* **What needs to be done**
Scan the records for the line containing "of the tiled"; extract it and all later lines, verbatim, through the end, and nothing before it.

* **Extracted data**
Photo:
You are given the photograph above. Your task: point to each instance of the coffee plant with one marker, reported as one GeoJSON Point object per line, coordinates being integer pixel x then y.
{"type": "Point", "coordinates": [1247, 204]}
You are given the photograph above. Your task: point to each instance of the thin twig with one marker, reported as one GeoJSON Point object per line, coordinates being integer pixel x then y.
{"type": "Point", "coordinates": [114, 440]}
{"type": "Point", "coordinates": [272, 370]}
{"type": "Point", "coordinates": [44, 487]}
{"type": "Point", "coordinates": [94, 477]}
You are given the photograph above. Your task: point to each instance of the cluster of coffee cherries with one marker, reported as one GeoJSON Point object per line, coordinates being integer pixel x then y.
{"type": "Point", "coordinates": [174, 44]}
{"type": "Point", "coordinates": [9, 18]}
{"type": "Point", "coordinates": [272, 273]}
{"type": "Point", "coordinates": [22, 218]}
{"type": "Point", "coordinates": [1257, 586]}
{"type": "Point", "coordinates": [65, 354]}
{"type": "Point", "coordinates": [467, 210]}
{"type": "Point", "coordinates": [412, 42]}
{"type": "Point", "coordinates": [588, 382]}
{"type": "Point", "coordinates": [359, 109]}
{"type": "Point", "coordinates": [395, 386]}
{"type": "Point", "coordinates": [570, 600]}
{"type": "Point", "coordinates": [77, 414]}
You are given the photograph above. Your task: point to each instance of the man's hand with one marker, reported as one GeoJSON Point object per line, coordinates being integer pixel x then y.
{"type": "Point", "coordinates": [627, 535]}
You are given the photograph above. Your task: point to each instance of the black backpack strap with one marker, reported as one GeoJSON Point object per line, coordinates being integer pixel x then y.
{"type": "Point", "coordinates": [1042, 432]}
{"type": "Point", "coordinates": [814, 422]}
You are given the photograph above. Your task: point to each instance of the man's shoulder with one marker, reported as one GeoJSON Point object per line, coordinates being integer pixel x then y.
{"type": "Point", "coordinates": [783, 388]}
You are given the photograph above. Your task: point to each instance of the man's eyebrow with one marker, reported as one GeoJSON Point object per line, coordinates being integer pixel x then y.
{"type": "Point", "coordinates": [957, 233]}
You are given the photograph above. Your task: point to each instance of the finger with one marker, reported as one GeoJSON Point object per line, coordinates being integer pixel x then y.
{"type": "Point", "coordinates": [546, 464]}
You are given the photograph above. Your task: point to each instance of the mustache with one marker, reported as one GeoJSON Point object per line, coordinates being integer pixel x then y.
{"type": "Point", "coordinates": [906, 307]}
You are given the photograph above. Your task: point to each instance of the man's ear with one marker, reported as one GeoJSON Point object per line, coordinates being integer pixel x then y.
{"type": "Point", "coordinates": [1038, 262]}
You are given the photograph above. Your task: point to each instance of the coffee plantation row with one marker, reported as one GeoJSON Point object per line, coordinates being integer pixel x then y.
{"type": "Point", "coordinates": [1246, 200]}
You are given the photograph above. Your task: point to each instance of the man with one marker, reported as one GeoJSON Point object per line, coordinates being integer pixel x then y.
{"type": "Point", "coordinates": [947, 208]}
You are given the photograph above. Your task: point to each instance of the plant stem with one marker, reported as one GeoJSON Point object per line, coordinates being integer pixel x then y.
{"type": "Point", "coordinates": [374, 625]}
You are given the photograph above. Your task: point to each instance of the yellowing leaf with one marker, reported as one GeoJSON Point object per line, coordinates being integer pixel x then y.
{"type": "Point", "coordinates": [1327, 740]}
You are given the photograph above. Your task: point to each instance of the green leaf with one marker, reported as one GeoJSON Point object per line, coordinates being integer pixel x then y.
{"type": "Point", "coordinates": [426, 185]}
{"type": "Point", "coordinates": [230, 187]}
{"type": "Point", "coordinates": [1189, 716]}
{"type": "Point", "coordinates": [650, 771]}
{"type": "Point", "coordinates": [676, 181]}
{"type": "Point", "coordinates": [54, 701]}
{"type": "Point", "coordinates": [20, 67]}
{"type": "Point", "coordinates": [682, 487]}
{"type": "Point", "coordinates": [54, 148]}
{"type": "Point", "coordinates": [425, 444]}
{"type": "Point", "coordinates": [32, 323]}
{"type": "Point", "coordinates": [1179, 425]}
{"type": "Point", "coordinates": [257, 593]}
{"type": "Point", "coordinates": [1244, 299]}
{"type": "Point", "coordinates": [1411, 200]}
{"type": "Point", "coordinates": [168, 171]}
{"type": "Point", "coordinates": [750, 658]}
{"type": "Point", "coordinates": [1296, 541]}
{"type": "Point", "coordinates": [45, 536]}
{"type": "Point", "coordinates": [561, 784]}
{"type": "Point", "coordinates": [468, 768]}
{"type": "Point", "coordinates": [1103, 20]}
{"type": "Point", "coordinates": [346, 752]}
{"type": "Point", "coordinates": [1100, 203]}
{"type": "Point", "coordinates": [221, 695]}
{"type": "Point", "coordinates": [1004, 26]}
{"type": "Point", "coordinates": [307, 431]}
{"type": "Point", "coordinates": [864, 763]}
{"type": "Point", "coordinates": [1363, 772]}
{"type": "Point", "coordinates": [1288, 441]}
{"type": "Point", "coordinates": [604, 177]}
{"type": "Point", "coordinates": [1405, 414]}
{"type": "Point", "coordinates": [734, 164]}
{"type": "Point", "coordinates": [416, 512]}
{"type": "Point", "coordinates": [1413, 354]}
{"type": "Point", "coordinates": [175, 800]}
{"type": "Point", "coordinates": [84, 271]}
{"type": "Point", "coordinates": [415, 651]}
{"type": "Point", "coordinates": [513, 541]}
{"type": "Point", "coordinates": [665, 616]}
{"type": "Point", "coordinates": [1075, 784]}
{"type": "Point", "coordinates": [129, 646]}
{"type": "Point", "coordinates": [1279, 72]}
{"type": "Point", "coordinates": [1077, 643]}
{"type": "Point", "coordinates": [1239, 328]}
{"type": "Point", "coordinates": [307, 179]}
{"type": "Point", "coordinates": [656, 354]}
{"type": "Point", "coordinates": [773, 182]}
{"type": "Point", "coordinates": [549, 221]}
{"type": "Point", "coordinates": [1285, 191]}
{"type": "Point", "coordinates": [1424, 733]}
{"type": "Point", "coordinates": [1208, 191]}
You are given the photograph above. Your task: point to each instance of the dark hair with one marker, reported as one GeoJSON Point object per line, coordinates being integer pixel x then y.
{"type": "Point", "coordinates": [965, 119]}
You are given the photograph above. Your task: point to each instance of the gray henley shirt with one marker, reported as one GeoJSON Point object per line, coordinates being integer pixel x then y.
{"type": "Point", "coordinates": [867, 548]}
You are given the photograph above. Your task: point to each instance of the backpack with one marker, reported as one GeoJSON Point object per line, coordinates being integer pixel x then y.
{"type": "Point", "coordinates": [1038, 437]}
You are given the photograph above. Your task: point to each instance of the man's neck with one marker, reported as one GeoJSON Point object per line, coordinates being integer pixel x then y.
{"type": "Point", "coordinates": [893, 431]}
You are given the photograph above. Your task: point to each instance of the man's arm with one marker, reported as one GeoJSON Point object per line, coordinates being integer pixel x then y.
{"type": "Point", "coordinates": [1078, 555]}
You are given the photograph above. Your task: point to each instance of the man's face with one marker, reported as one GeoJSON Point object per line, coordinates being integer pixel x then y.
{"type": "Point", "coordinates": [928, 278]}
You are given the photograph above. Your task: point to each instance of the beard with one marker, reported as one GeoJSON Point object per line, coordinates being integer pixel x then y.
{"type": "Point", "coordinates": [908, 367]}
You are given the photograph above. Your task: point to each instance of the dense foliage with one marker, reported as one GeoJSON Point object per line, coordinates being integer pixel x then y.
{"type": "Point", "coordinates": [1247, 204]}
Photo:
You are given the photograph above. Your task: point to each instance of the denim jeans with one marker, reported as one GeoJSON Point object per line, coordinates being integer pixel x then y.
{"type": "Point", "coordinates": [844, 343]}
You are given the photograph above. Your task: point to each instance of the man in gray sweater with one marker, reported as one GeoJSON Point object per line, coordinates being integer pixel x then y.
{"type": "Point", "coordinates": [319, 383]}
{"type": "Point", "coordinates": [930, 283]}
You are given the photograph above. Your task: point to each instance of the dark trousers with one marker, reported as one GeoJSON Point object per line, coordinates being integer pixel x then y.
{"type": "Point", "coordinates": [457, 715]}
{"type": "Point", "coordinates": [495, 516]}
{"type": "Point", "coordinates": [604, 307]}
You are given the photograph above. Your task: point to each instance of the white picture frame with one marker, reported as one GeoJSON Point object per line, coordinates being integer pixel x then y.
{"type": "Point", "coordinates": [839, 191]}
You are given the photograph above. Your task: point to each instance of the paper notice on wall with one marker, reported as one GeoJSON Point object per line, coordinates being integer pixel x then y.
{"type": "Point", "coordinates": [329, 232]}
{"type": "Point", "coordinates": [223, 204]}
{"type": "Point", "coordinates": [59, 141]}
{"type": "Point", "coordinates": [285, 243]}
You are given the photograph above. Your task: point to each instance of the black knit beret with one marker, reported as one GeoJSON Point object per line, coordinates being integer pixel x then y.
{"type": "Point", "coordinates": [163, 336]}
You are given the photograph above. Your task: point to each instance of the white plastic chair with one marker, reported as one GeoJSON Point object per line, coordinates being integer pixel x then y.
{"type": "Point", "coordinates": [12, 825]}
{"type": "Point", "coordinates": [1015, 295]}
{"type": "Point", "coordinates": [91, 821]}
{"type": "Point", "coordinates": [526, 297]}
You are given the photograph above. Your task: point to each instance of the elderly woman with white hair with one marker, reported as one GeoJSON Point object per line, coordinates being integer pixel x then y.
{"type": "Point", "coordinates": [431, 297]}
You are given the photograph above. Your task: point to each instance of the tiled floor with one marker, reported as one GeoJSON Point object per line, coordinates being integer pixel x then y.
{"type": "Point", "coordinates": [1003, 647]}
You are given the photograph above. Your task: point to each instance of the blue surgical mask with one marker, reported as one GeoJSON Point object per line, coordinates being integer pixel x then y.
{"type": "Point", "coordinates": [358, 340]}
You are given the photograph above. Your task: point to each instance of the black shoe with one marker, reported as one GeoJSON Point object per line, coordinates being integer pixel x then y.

* **Response to the exercise**
You are given the photograph above. Your task: point to each instance of the tiled floor with one marker, reported as one GeoJSON Point object per line, coordinates being integer pixel x then y.
{"type": "Point", "coordinates": [1003, 647]}
You are given the photograph above. Your task: point to each instance of the blue surgical mask with one marker, reported as one GeoJSON Point object per line, coordinates being integer pixel x then y.
{"type": "Point", "coordinates": [358, 340]}
You are given the photograph above. Your task: point to each instance of the black shoe with one marker, reported as one GeoJSON Point object per line, coordinates being integer pixel x then y.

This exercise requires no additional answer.